BEGIN Selection

Fermilab CDF SVX DAQ Debugging
Charis Quay Huei Li
Mount Holyoke College
Supervisor: Mary Bishai, Fermilab
Alternate Supervisor: Jean Slaughter, Yale University
Abstract:This paper concerns the author’s internship at Fermilab in the summer of 1999. Described are several tests of the CDF (Collider Detector at Fermilab) SVX (Silicon Vertex Detector) DAQ (Data Acquisition System) and their results. Some details of, and efforts to streamline, the running of the system are also included.
August 5, 1999.
At least for now, Fermilab, located in the middle of nowhere (Batavia, IL, to be exact), is the highest energy particle accelerator in the world. The basic idea of the collider experiments (as opposed to fixed-target in which protons are aimed at a fixed target, usually copper) at Fermilab is to take protons and anti-protons (, pronounced pee-bar), accelerate them in a ring called the TeVatron till they are moving close to the speed of light, then smash them together. The particle beams are not continuous, but are really ‘bunches’ of particles. The beams are accelerated by electric fields and bent by magnetic fields. By studying the new particles produced in these collisions, we hope to understand more about the nature of nature.

END Selection

● **Task 1**: From the internship report, quote the passage starting at "Fermilab CDF SVX" and ending at "August 5, 1999.".
● **Task 2**: Rewrite the paragraph of the internship report that begins "At least for now, Fermilab" as a short bulleted list that keeps its main facts.

BEGIN Extracted information

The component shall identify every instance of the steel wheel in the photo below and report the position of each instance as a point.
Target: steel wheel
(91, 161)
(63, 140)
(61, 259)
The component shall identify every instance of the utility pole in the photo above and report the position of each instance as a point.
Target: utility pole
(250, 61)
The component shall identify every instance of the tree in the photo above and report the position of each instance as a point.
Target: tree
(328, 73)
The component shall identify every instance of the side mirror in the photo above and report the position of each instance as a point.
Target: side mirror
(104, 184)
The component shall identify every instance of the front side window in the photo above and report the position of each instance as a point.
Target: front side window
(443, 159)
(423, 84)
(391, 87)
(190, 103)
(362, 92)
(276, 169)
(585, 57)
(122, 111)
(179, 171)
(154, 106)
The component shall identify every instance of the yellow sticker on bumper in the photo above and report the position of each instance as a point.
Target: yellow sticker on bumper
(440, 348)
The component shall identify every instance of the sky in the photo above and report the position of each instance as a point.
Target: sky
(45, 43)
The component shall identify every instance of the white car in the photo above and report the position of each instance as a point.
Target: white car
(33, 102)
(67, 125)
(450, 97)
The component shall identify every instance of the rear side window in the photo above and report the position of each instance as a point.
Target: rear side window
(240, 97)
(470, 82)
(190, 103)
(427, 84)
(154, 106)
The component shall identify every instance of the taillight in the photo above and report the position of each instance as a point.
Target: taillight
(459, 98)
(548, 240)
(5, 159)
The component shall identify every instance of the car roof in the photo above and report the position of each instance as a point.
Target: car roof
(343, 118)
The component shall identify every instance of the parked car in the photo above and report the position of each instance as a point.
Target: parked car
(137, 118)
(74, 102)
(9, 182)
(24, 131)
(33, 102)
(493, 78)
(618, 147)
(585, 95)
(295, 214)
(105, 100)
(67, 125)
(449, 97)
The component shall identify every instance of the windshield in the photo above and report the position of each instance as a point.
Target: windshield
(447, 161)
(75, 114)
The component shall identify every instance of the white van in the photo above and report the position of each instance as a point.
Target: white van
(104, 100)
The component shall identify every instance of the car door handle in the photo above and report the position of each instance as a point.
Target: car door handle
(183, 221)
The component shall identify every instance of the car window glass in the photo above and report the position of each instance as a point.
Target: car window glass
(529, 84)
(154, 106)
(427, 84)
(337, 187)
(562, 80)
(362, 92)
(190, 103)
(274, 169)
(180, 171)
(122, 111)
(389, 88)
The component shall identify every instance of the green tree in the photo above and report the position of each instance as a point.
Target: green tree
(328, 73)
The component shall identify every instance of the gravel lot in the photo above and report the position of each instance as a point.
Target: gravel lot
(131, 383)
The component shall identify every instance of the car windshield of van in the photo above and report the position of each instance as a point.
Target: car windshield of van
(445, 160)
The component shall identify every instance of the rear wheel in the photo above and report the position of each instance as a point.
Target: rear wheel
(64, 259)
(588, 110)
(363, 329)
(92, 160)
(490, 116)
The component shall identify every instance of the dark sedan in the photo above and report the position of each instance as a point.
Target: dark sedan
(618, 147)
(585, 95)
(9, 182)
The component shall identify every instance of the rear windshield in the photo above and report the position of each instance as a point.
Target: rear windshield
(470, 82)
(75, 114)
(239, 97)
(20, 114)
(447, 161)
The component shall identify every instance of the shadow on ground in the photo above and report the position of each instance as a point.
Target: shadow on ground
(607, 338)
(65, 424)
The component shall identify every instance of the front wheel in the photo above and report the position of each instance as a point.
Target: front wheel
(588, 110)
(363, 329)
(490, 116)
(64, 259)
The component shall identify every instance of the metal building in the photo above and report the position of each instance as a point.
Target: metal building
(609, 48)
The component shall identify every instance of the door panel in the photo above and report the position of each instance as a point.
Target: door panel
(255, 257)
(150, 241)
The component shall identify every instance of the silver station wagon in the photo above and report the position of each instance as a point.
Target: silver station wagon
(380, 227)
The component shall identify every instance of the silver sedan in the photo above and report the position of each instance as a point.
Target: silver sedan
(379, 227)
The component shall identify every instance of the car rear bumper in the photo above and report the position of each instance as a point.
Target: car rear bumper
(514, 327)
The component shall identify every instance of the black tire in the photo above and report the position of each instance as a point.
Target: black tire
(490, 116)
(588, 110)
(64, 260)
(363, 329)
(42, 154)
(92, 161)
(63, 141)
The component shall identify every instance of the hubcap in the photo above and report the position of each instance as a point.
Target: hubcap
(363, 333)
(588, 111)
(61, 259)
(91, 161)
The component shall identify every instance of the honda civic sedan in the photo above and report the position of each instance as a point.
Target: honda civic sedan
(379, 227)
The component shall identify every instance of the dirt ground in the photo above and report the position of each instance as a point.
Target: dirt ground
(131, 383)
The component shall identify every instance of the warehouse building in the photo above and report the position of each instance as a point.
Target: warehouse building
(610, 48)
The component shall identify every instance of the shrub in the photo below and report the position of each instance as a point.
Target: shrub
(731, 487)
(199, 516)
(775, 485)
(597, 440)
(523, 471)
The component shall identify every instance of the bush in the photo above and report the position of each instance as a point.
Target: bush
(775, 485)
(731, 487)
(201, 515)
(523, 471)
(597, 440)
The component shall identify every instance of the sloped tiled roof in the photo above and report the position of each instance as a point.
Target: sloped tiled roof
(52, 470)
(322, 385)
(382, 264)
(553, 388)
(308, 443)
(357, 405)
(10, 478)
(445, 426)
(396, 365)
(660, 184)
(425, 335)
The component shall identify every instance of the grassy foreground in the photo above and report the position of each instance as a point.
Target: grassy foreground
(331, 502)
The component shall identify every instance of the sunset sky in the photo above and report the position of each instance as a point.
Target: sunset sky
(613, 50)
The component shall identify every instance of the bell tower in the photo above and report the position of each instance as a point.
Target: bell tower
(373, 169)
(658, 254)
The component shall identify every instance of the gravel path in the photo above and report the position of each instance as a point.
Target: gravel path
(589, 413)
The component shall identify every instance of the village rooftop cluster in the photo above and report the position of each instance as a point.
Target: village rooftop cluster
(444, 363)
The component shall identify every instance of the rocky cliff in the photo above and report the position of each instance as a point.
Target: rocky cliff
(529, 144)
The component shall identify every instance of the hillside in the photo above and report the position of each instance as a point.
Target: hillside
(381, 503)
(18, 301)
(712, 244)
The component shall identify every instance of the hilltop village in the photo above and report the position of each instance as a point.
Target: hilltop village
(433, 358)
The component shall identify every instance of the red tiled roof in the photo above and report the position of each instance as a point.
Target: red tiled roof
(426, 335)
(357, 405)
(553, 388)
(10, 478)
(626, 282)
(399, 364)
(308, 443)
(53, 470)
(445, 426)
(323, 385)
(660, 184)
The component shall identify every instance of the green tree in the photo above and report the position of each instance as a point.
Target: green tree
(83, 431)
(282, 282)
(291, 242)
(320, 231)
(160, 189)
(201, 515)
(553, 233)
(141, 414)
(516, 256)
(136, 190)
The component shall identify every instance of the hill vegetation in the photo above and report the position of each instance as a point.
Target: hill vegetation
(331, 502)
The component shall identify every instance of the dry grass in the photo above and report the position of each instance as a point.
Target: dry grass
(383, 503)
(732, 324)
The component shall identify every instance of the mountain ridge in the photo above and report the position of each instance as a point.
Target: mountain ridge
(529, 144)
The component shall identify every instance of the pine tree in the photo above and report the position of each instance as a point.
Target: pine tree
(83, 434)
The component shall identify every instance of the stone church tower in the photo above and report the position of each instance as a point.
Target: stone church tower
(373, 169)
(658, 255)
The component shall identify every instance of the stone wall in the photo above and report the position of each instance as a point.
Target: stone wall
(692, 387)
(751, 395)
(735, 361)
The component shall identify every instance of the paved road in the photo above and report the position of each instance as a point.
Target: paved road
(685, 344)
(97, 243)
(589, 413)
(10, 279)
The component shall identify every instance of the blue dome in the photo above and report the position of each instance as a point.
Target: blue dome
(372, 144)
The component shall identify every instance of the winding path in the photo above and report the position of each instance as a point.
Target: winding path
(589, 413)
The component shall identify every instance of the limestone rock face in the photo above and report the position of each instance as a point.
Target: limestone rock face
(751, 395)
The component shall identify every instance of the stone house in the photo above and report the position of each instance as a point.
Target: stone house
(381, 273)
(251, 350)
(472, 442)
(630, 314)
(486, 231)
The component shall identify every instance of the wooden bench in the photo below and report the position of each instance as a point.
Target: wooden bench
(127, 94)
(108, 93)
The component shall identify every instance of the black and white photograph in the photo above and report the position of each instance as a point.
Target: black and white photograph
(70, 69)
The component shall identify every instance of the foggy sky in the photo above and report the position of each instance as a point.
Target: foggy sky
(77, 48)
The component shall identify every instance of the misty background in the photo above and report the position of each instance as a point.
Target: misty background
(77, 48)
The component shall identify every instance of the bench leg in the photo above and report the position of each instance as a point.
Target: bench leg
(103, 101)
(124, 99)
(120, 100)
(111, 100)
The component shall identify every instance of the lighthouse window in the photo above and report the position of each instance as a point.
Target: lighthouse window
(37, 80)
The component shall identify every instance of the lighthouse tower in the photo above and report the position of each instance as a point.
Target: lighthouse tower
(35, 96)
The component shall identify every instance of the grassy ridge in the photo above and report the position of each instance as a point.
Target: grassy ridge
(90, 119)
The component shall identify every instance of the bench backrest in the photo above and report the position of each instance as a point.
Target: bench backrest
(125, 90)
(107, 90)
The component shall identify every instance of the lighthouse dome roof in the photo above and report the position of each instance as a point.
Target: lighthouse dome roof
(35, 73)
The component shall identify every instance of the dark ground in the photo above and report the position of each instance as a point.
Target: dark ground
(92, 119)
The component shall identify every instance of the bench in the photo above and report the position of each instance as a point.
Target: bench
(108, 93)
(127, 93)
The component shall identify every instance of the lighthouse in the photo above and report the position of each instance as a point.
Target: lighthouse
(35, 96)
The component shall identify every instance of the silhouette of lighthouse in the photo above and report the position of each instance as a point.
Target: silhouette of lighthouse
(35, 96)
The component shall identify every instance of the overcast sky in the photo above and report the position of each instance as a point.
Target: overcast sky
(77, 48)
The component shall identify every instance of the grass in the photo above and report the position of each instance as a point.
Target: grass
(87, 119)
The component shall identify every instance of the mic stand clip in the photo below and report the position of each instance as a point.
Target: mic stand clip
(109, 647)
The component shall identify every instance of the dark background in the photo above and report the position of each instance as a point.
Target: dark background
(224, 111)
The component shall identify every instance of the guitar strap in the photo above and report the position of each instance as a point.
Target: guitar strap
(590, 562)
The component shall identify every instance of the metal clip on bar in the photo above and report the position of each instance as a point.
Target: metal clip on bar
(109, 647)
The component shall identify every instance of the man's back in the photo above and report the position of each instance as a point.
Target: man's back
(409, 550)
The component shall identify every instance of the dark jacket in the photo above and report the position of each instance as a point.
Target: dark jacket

END Extracted information

● **Reply 1**:
Fermilab CDF SVX DAQ Debugging
Charis Quay Huei Li
Mount Holyoke College
Supervisor: Mary Bishai, Fermilab
Alternate Supervisor: Jean Slaughter, Yale University
Abstract:This paper concerns the author’s internship at Fermilab in the summer of 1999. Described are several tests of the CDF (Collider Detector at Fermilab) SVX (Silicon Vertex Detector) DAQ (Data Acquisition System) and their results. Some details of, and efforts to streamline, the running of the system are also included.
August 5, 1999.

● **Reply 2**:
- Fermilab, in Batavia, IL, is for now the highest energy particle accelerator in the world.
- In its collider experiments, protons and anti-protons are accelerated in a ring called the TeVatron to nearly the speed of light and then smashed together.
- This differs from fixed-target experiments, where protons are aimed at a fixed target, usually copper.
- The beams are not continuous but come in bunches of particles.
- Electric fields accelerate the beams, and magnetic fields bend them.
- Studying the new particles produced in the collisions is meant to reveal more about the nature of nature.